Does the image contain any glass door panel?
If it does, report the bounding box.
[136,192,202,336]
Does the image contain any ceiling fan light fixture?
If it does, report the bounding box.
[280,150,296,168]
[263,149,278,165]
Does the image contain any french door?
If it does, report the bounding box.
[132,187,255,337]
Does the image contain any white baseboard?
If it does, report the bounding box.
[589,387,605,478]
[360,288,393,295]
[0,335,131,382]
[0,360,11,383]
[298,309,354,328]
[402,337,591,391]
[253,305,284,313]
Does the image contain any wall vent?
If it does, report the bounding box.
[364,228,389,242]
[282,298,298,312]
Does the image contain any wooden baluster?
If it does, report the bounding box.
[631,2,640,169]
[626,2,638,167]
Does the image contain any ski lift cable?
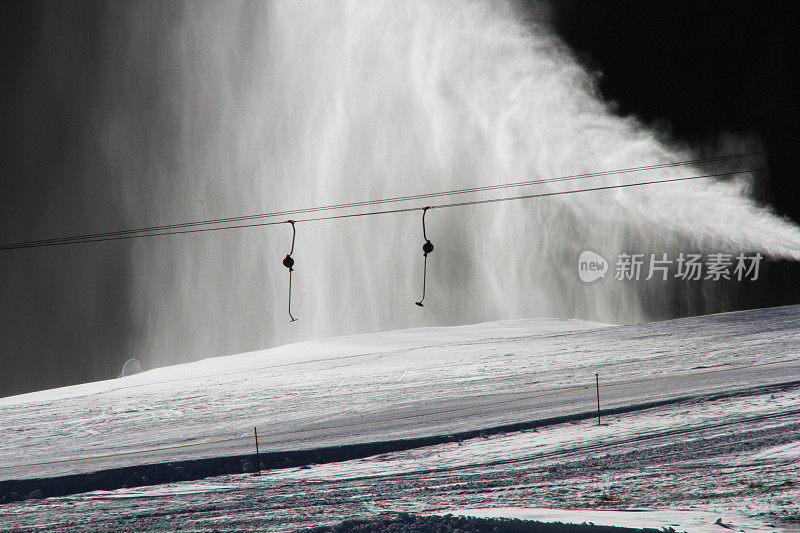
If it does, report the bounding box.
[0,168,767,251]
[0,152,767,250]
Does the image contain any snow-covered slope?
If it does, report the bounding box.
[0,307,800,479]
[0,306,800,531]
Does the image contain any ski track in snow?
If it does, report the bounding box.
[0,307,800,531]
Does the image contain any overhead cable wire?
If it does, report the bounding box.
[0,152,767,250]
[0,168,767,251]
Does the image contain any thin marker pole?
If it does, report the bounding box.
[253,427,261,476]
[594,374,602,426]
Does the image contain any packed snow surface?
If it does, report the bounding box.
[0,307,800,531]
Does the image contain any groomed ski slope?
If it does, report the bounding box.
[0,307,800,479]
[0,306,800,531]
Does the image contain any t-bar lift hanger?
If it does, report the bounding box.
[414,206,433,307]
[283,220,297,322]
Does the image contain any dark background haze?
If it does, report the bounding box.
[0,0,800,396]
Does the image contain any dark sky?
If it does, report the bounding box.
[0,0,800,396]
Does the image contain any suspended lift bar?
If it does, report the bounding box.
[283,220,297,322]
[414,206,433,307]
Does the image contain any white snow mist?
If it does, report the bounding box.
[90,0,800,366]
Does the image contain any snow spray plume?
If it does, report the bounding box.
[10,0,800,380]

- - -

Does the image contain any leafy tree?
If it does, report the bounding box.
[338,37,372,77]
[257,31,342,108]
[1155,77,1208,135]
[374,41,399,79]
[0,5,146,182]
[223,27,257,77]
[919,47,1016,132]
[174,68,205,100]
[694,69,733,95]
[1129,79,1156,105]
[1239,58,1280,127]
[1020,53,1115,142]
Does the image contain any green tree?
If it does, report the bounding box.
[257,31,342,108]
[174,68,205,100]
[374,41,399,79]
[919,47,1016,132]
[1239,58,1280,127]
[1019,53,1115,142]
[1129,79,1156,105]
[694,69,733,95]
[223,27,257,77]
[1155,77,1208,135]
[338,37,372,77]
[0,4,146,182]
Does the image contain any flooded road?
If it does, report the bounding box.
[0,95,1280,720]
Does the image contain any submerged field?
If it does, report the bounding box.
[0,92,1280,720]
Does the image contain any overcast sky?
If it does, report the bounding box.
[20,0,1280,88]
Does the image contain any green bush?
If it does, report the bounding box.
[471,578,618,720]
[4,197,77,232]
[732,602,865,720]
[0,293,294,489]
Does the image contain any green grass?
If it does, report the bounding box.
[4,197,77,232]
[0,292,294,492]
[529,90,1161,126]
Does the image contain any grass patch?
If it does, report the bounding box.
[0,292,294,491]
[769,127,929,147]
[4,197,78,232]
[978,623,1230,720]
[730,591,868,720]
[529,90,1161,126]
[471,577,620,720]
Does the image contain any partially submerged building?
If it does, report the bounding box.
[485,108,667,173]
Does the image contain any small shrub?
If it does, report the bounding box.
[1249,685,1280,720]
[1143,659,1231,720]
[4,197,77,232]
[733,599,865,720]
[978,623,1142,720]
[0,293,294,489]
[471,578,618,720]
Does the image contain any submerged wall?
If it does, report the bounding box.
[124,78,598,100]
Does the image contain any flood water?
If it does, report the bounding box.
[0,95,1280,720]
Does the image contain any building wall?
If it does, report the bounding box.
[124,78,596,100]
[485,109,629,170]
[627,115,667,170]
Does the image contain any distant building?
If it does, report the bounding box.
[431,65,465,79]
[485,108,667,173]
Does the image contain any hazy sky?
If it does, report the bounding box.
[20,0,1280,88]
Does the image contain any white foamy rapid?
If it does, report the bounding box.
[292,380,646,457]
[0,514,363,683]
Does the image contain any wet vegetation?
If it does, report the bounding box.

- - -

» Exercise:
Copy the rows from the one containing "Does the image contain any glass door panel?" through the one containing "[132,187,255,337]", replacing "report" with "provide" and leaving everything else unchanged.

» Answer to this exercise:
Does the image contain any glass door panel?
If it does, provide the bounding box.
[136,192,202,336]
Does the image contain any ceiling fan light fixture?
If it does, provide the bounding box.
[280,150,296,168]
[263,149,278,165]
Does the image contain any french door?
If it does, provide the bounding box.
[132,187,255,337]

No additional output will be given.